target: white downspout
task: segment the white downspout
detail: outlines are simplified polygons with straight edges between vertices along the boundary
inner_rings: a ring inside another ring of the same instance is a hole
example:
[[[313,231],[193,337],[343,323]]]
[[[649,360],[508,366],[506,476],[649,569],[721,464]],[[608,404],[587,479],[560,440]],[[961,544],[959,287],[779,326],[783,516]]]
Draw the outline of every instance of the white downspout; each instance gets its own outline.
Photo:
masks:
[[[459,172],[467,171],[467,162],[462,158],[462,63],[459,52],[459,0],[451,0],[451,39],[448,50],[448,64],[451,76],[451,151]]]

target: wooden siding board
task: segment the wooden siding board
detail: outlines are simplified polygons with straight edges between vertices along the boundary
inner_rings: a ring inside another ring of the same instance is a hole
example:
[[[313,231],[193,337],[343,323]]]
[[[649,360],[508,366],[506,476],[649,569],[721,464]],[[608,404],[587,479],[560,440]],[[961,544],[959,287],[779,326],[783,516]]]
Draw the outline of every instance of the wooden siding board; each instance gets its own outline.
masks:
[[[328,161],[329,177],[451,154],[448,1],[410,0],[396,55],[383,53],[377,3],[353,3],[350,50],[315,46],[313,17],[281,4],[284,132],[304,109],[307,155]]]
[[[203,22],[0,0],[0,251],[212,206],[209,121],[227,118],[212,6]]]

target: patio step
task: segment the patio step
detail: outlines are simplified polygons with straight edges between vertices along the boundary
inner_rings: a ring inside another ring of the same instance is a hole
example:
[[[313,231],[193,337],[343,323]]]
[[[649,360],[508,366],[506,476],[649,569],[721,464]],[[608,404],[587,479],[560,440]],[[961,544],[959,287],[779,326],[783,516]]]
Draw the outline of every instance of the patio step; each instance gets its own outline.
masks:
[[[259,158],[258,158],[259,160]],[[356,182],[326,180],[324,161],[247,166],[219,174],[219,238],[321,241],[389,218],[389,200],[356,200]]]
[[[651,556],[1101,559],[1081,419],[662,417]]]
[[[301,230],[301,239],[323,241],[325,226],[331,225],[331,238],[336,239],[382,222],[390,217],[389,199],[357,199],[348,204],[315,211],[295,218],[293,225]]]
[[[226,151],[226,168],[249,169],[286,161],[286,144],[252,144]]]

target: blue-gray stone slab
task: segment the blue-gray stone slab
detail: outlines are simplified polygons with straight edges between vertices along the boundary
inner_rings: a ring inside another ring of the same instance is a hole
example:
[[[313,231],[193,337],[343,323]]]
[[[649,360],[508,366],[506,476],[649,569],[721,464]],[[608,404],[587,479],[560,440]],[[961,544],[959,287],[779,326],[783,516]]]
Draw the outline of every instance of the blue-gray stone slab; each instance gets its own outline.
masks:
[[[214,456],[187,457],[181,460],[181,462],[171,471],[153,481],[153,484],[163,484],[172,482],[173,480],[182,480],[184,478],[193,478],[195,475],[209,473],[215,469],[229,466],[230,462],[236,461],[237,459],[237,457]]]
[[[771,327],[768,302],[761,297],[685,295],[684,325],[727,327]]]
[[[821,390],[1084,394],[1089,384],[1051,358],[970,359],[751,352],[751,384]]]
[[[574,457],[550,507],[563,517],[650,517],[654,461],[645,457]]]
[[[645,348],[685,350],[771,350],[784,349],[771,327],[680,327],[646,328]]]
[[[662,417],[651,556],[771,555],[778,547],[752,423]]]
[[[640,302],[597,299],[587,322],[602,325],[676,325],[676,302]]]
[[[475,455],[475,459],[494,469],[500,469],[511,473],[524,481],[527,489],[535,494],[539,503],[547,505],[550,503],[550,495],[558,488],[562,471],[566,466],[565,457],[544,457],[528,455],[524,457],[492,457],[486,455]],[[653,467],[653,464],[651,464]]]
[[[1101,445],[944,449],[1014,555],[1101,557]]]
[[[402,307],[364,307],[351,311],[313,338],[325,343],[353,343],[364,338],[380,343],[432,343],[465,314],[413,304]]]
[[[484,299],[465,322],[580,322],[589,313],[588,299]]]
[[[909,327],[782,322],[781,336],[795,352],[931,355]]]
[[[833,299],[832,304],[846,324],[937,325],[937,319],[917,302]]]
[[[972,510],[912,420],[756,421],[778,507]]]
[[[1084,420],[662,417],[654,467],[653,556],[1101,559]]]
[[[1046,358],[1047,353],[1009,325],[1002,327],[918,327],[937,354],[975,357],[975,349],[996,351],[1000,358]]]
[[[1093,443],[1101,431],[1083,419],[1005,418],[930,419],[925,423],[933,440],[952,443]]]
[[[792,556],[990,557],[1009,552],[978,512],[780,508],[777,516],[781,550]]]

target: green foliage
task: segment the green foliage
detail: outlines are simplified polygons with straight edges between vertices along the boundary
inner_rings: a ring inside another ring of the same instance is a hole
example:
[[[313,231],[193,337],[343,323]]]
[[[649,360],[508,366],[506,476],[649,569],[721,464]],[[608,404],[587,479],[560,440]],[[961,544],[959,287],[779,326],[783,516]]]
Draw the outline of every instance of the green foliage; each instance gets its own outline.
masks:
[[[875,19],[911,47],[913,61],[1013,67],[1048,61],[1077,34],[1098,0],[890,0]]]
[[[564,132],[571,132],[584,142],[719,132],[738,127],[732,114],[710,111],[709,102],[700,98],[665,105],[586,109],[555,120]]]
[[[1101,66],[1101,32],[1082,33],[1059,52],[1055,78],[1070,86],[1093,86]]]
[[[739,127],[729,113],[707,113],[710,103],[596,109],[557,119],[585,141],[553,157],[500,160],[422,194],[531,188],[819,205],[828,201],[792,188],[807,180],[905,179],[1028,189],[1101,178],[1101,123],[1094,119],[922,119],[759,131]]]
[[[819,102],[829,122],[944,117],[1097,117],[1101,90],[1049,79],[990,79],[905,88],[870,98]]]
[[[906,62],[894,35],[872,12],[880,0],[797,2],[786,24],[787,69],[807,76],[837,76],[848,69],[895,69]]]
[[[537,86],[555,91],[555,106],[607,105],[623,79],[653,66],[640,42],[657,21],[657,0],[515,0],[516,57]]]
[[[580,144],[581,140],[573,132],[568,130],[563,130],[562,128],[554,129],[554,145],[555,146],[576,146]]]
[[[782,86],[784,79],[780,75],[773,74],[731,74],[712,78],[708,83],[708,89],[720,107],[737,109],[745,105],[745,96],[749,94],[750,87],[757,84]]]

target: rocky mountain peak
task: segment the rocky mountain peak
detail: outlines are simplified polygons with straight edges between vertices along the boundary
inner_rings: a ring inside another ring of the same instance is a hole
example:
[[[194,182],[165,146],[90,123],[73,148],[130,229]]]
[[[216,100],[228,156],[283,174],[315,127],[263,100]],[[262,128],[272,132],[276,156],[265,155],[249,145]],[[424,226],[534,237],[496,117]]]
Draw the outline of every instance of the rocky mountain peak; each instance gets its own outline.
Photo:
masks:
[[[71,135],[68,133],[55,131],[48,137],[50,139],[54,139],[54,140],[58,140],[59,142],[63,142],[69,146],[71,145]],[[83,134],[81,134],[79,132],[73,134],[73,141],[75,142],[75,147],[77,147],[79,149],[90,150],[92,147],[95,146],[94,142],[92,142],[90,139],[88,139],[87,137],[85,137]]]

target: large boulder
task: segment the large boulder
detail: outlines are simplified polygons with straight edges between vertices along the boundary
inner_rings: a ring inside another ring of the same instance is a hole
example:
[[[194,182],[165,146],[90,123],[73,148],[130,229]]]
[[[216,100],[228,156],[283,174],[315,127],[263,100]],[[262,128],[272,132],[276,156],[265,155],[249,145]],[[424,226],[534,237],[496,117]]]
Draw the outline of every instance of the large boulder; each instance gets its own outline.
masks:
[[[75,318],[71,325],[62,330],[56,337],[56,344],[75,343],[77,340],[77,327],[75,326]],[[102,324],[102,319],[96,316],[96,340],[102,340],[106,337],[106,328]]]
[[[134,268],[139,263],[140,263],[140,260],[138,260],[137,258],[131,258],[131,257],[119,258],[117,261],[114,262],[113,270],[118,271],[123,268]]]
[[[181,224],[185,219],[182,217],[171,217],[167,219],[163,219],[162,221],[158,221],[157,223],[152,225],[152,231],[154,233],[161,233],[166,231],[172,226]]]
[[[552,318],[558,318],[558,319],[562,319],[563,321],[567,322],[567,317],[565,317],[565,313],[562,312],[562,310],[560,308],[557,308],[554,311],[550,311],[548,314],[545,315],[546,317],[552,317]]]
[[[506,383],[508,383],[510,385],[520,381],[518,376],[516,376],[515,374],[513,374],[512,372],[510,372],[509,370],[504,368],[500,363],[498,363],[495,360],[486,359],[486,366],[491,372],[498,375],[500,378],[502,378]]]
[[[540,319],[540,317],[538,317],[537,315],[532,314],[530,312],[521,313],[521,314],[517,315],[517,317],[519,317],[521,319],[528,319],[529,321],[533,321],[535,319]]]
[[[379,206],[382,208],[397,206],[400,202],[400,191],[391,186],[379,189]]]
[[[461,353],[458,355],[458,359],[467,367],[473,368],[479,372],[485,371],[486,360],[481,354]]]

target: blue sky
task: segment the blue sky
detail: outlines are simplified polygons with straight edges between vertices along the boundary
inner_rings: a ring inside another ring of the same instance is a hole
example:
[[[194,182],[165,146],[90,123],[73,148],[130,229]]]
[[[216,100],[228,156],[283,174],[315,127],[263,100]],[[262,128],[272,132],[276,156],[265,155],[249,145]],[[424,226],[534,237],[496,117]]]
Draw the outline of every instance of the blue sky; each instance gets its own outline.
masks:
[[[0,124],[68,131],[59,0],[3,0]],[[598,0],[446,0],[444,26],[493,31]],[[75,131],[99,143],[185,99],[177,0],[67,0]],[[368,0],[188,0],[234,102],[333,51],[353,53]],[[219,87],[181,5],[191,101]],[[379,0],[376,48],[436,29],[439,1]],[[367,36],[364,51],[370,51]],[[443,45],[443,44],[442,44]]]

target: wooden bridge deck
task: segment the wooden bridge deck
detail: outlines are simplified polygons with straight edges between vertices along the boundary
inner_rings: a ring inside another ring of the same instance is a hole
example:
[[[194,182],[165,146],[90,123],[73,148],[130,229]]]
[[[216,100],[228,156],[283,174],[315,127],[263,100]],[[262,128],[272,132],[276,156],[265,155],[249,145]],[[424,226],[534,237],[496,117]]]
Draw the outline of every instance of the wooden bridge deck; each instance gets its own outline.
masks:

* * * * *

- Job -
Put the lines of the records into a JSON list of strings, one string per line and no blank lines, beginning at the line that contains "target: wooden siding board" and stopping after the line that contains "[[[226,151],[226,168],[249,169],[286,161],[286,144],[252,144]]]".

- Right answer -
[
  "target: wooden siding board",
  "task: segment the wooden siding board",
  "detail: outlines are simplified polygons with straight edges between vertices along the boundary",
  "inner_rings: a ring inside another ring of the same instance is a hole",
  "example:",
  "[[[313,231],[193,337],[343,323]]]",
  "[[[649,360],[508,366],[506,476],[649,569],[721,464]],[[608,404],[587,479],[560,440]],[[961,544],[959,287],[779,326],[783,516]]]",
  "Draw the outline of every instance of the wooden siding board; each instance gets its own outline.",
  "masks:",
  "[[[328,161],[329,177],[451,154],[448,1],[410,0],[396,55],[383,53],[377,3],[353,3],[350,50],[315,46],[313,17],[281,4],[284,132],[304,109],[307,155]]]",
  "[[[203,22],[0,0],[0,251],[212,206],[209,121],[227,118],[212,6]]]",
  "target: patio step",
  "task: segment the patio step",
  "detail: outlines are simplified polygons with straight edges between vertices along the boundary",
  "inner_rings: a ring inside another ring of the same instance is a hole",
  "example:",
  "[[[313,231],[193,337],[343,323]]]",
  "[[[649,360],[508,366],[506,476],[649,569],[721,464]],[[608,404],[587,479],[560,440]],[[961,544],[959,287],[779,326],[783,516]]]",
  "Draw the outline of every instance of the patio step; each instance gets its own outline.",
  "masks:",
  "[[[259,158],[258,158],[259,160]],[[356,182],[326,180],[324,161],[247,166],[219,174],[219,238],[321,241],[389,218],[389,200],[356,200]]]",
  "[[[651,556],[1101,559],[1081,419],[662,417]]]",
  "[[[301,230],[301,239],[323,241],[325,226],[331,225],[331,238],[336,239],[382,222],[390,217],[389,199],[357,199],[348,204],[315,211],[295,218],[293,225]]]",
  "[[[226,151],[226,168],[249,169],[286,161],[286,144],[252,144]]]"
]